** STATED TASK **
Please pull out every line of the records below and reproduce each one word for word.

— START OF DATA TO USE —

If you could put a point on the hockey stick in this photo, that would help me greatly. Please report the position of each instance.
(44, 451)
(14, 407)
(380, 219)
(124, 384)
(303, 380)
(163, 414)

— END OF DATA TO USE —

** EXERCISE RESPONSE **
If you could put a point on the hockey stick in this photo, that would help me greatly. Please report the position of each instance.
(44, 451)
(14, 407)
(380, 219)
(124, 384)
(303, 380)
(163, 414)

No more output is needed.